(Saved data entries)
_ _ _ _ _ _ _
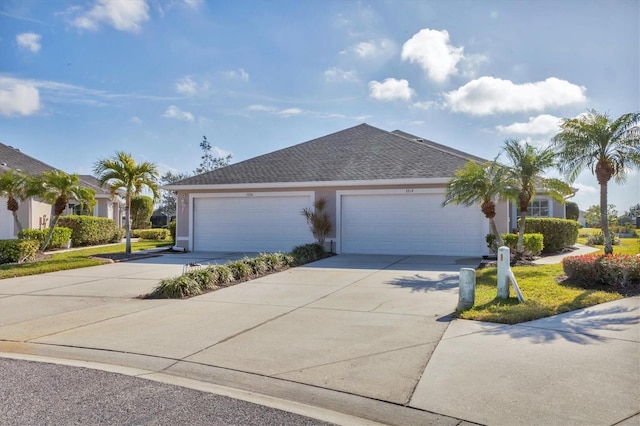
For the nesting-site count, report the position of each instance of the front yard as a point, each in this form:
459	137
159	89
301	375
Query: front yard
545	291
73	259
_ _ _ _ _ _ _
**Work to complete**.
Reproduce every line of the data above word for word, leaving out the pictures.

**Finished answer**.
For the nesting-site count, report the position of each instance of the front yard as a point, each in this form:
459	137
159	89
301	375
Query: front yard
545	291
73	259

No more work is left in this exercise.